* _What to do_: Can you recast all of the data below as a JSON list of strings, one string per line, skipping blank lines and leaving the pictures out?
········
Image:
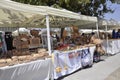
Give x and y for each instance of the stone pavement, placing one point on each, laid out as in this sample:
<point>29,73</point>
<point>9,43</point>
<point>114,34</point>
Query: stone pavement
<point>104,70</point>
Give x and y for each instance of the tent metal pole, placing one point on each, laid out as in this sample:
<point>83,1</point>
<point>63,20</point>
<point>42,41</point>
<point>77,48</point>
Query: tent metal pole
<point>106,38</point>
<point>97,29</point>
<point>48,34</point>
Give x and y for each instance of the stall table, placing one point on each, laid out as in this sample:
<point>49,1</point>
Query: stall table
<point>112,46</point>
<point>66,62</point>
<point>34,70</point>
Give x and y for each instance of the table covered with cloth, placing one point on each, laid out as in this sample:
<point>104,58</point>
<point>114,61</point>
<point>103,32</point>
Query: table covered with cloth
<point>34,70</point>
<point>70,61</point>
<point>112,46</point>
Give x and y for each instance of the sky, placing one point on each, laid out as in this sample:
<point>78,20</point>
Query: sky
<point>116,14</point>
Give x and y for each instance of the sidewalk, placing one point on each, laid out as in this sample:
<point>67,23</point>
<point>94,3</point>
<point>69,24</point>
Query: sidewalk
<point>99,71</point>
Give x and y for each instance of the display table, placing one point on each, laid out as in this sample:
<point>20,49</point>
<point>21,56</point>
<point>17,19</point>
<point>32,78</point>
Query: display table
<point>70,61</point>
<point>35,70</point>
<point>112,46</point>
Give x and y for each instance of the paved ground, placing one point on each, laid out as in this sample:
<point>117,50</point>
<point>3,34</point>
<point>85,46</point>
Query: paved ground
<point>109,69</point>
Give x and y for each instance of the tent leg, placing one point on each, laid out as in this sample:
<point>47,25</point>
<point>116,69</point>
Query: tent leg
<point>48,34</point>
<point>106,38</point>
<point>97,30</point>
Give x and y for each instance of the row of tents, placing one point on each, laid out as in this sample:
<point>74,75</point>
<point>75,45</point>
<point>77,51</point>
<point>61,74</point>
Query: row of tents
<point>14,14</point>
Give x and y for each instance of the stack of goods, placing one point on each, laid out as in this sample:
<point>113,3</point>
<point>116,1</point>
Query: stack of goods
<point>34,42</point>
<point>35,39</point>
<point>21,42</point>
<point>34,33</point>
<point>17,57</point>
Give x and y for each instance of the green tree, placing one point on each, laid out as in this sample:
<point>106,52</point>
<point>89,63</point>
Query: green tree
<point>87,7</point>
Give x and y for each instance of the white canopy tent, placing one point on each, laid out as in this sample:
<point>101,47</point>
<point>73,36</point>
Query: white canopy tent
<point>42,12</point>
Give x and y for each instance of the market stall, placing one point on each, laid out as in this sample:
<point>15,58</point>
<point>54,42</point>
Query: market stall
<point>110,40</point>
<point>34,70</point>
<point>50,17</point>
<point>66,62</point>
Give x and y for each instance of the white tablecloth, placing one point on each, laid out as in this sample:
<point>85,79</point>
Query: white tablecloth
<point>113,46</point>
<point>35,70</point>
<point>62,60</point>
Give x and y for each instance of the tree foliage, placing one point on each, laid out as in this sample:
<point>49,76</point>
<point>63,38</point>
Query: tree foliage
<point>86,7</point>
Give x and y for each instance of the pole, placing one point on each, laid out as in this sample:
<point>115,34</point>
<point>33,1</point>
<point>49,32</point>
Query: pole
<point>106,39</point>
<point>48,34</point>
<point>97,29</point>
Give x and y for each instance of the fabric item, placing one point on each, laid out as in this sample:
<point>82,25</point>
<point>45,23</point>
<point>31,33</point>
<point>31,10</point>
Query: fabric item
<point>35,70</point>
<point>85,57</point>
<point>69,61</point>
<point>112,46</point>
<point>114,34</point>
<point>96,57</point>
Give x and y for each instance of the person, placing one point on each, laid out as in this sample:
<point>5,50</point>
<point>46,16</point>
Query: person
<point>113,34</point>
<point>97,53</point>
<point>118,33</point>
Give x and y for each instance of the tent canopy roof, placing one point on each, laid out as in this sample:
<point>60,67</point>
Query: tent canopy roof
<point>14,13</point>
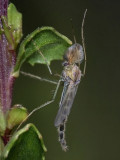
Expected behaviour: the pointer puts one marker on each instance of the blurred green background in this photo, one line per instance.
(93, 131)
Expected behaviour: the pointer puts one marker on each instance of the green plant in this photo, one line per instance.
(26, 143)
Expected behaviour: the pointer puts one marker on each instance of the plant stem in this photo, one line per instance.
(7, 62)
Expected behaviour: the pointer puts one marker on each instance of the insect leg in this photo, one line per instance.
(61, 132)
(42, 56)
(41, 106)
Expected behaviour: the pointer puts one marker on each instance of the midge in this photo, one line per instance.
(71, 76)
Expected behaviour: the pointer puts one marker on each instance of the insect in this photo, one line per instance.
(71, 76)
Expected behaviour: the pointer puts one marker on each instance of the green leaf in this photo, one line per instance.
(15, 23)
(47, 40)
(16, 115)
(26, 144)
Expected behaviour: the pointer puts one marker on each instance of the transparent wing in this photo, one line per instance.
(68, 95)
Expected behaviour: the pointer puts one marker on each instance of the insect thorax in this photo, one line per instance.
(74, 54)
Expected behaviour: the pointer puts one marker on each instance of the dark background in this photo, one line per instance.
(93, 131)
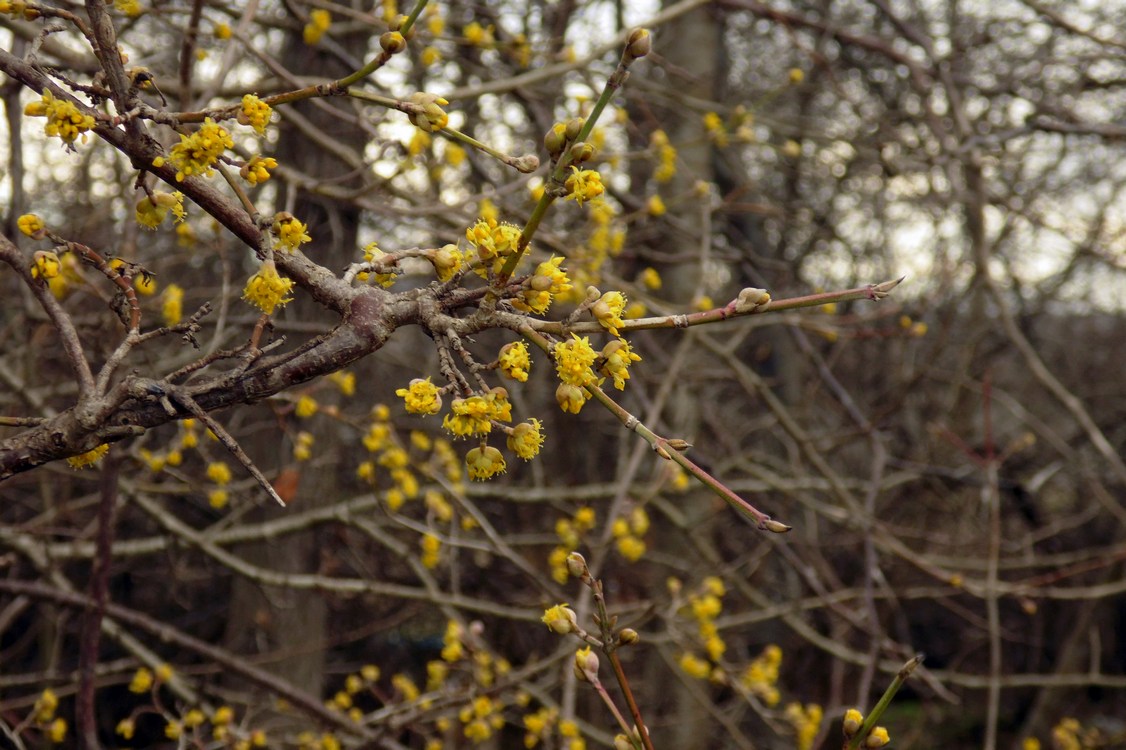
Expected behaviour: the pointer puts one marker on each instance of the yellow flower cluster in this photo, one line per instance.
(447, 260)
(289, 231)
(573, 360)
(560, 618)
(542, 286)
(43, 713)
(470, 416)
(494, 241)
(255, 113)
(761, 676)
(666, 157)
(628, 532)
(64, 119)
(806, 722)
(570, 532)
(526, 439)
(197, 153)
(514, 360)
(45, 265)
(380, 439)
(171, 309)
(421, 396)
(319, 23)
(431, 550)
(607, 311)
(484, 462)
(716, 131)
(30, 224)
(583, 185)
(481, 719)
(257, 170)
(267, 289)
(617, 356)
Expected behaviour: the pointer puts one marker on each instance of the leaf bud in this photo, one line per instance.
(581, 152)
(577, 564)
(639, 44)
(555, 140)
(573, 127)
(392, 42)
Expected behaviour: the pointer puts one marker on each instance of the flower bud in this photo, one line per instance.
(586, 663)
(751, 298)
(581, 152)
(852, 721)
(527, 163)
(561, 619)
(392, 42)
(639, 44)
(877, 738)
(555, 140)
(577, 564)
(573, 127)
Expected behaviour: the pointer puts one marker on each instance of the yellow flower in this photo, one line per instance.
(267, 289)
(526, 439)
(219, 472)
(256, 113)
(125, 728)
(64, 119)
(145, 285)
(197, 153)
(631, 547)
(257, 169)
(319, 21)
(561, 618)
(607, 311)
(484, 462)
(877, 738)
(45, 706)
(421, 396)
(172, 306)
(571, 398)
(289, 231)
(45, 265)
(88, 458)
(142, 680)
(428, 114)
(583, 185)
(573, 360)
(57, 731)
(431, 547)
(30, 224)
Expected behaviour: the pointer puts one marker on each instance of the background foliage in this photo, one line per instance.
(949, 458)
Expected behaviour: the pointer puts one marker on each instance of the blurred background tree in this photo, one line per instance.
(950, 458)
········
* _Response to the task_:
[
  "Image:",
  "Give x and y for each instance of the stone pavement, placing one point on each, laid out as in this sample:",
  "<point>29,73</point>",
  "<point>9,43</point>",
  "<point>114,34</point>",
  "Query: stone pavement",
  "<point>104,70</point>",
  "Give x and y for each instance of the tent metal pole, placing one point on each, laid out as in this sample:",
  "<point>83,1</point>",
  "<point>63,20</point>",
  "<point>42,41</point>",
  "<point>77,48</point>",
  "Query: tent metal pole",
  "<point>106,38</point>",
  "<point>97,29</point>",
  "<point>48,34</point>",
  "Give x and y for each instance of the stall table, placing one point on each, laid out as in this sample:",
  "<point>49,1</point>",
  "Query: stall table",
  "<point>112,46</point>",
  "<point>66,62</point>",
  "<point>34,70</point>",
  "Give x and y for each instance of the table covered with cloth, placing one point on each, laid out as in this sample:",
  "<point>104,58</point>",
  "<point>114,61</point>",
  "<point>103,32</point>",
  "Query: table covered with cloth",
  "<point>34,70</point>",
  "<point>70,61</point>",
  "<point>112,46</point>",
  "Give x and y for each instance of the sky, placing one point on each, laid out as in this sample:",
  "<point>78,20</point>",
  "Query: sky",
  "<point>116,14</point>",
  "Give x and y for each instance of the sidewalk, placing one point on each, laid out as in this sample:",
  "<point>67,23</point>",
  "<point>94,3</point>",
  "<point>69,24</point>",
  "Query: sidewalk",
  "<point>99,71</point>",
  "Give x and y for each instance of the display table, placing one point on each, laid out as in this sample:",
  "<point>20,49</point>",
  "<point>21,56</point>",
  "<point>17,19</point>",
  "<point>32,78</point>",
  "Query: display table",
  "<point>70,61</point>",
  "<point>35,70</point>",
  "<point>112,46</point>",
  "Give x and y for each instance of the paved ground, placing one point on each, laid out as in this sample:",
  "<point>117,50</point>",
  "<point>3,34</point>",
  "<point>85,46</point>",
  "Query: paved ground",
  "<point>109,69</point>",
  "Give x and y for each instance of the tent leg, placing one point on each, laid out as in this sample:",
  "<point>47,25</point>",
  "<point>116,69</point>",
  "Query: tent leg",
  "<point>48,34</point>",
  "<point>106,38</point>",
  "<point>97,30</point>",
  "Give x and y for each instance of the row of tents, placing one point on each, laid out as in this sample:",
  "<point>74,75</point>",
  "<point>75,45</point>",
  "<point>77,51</point>",
  "<point>61,74</point>",
  "Query: row of tents",
  "<point>14,14</point>",
  "Give x and y for each instance of the stack of goods, placing one point on each, laid out as in this sample:",
  "<point>113,3</point>",
  "<point>116,1</point>",
  "Query: stack of goods",
  "<point>34,42</point>",
  "<point>35,39</point>",
  "<point>21,42</point>",
  "<point>34,33</point>",
  "<point>17,57</point>",
  "Give x and y for each instance of the green tree, placing one point on each, laid out as in this sample:",
  "<point>106,52</point>",
  "<point>89,63</point>",
  "Query: green tree",
  "<point>87,7</point>",
  "Give x and y for each instance of the white canopy tent, placing one point on each, laid out as in this sample:",
  "<point>101,47</point>",
  "<point>73,36</point>",
  "Query: white canopy tent",
  "<point>42,12</point>",
  "Give x and y for each instance of the market stall, placing one point on each, laid out as in this sample:",
  "<point>15,58</point>",
  "<point>54,42</point>",
  "Query: market stall",
  "<point>110,40</point>",
  "<point>34,70</point>",
  "<point>50,17</point>",
  "<point>66,62</point>",
  "Give x and y for each instance of the white tablecloth, placing one point on each, laid out as in this sample:",
  "<point>85,79</point>",
  "Query: white tablecloth",
  "<point>113,46</point>",
  "<point>35,70</point>",
  "<point>62,60</point>",
  "Give x and y for each instance of the tree foliage, placing one point on each, laid out as in this sample:",
  "<point>49,76</point>",
  "<point>63,38</point>",
  "Query: tree foliage",
  "<point>86,7</point>",
  "Give x and y for each instance of the pole, placing one point on each, laid out as in this sample:",
  "<point>115,34</point>",
  "<point>33,1</point>",
  "<point>49,32</point>",
  "Query: pole",
  "<point>106,39</point>",
  "<point>48,34</point>",
  "<point>97,29</point>",
  "Give x and y for each instance of the fabric item, placing one point on each, laid out as in this sample:",
  "<point>82,25</point>",
  "<point>45,23</point>",
  "<point>31,33</point>",
  "<point>31,10</point>",
  "Query: fabric item",
  "<point>35,70</point>",
  "<point>85,57</point>",
  "<point>69,61</point>",
  "<point>112,46</point>",
  "<point>114,34</point>",
  "<point>96,57</point>",
  "Give x and y for each instance of the person, placing one point on each, laid out as in this sample:",
  "<point>5,50</point>",
  "<point>46,16</point>",
  "Query: person",
  "<point>113,34</point>",
  "<point>97,53</point>",
  "<point>118,33</point>",
  "Give x and y for each instance of the tent canopy roof, placing one point on each, laid out as in this sample:",
  "<point>60,67</point>",
  "Query: tent canopy roof",
  "<point>14,13</point>",
  "Expected behaviour: the pointer puts one marker on each instance of the blurred green background in this photo, one line per instance.",
  "(93, 131)",
  "Expected behaviour: the pointer puts one marker on each instance of the green plant in this photo, one line per instance.",
  "(26, 143)",
  "Expected behaviour: the pointer puts one marker on each instance of the plant stem in this photo, one line per instance.",
  "(7, 62)",
  "Expected behaviour: the pointer puts one marker on each instance of the insect leg in this photo, one line per instance.",
  "(61, 132)",
  "(42, 56)",
  "(41, 106)",
  "Expected behaviour: the pointer puts one marker on each instance of the midge in this photo, one line per instance.",
  "(71, 76)",
  "Expected behaviour: the pointer puts one marker on each instance of the insect in this photo, one line per instance.",
  "(71, 76)",
  "Expected behaviour: the pointer puts one marker on each instance of the green leaf in this photo, one line per instance.",
  "(15, 23)",
  "(47, 40)",
  "(16, 115)",
  "(26, 144)",
  "Expected behaviour: the pointer puts one marker on each instance of the transparent wing in this photo, one line per instance.",
  "(68, 95)",
  "Expected behaviour: the pointer puts one marker on each instance of the insect thorax in this photo, one line per instance.",
  "(74, 54)",
  "Expected behaviour: the pointer puts one marker on each instance of the dark background in this photo, one line per instance.",
  "(93, 131)",
  "Expected behaviour: the pointer puts one marker on each instance of the yellow flower cluster in this photo, one line per instance.",
  "(447, 260)",
  "(289, 231)",
  "(573, 360)",
  "(560, 618)",
  "(542, 286)",
  "(43, 713)",
  "(470, 416)",
  "(494, 241)",
  "(255, 113)",
  "(761, 676)",
  "(666, 157)",
  "(628, 532)",
  "(64, 119)",
  "(806, 722)",
  "(570, 532)",
  "(526, 439)",
  "(197, 153)",
  "(514, 360)",
  "(45, 265)",
  "(380, 439)",
  "(171, 309)",
  "(421, 396)",
  "(319, 23)",
  "(431, 550)",
  "(607, 311)",
  "(484, 462)",
  "(716, 131)",
  "(30, 224)",
  "(583, 185)",
  "(481, 719)",
  "(257, 170)",
  "(267, 289)",
  "(617, 356)",
  "Expected behaviour: the pointer puts one marker on each instance of the leaf bud in this photo, one line per instance.",
  "(581, 152)",
  "(577, 564)",
  "(639, 44)",
  "(555, 140)",
  "(573, 127)",
  "(392, 42)",
  "Expected behaviour: the pointer puts one marker on each instance of the flower bud in this photo, one line per instance.",
  "(586, 663)",
  "(751, 298)",
  "(581, 152)",
  "(852, 721)",
  "(527, 163)",
  "(561, 619)",
  "(392, 42)",
  "(639, 44)",
  "(877, 738)",
  "(555, 140)",
  "(577, 564)",
  "(573, 127)",
  "Expected behaviour: the pointer puts one marker on each instance of the yellow flower in this photo, one line per instance.",
  "(267, 289)",
  "(526, 439)",
  "(219, 472)",
  "(256, 113)",
  "(125, 728)",
  "(64, 119)",
  "(145, 285)",
  "(197, 153)",
  "(631, 547)",
  "(257, 169)",
  "(319, 21)",
  "(561, 618)",
  "(607, 311)",
  "(484, 462)",
  "(877, 738)",
  "(45, 706)",
  "(421, 396)",
  "(172, 306)",
  "(571, 398)",
  "(289, 231)",
  "(45, 265)",
  "(88, 458)",
  "(142, 680)",
  "(428, 114)",
  "(583, 185)",
  "(573, 360)",
  "(57, 731)",
  "(431, 547)",
  "(30, 224)",
  "Expected behaviour: the pointer puts one marker on each instance of the background foliage in this photo, one line per instance.",
  "(949, 458)",
  "Expected behaviour: the pointer puts one marker on each instance of the blurred background tree in this photo, one line per instance.",
  "(950, 458)"
]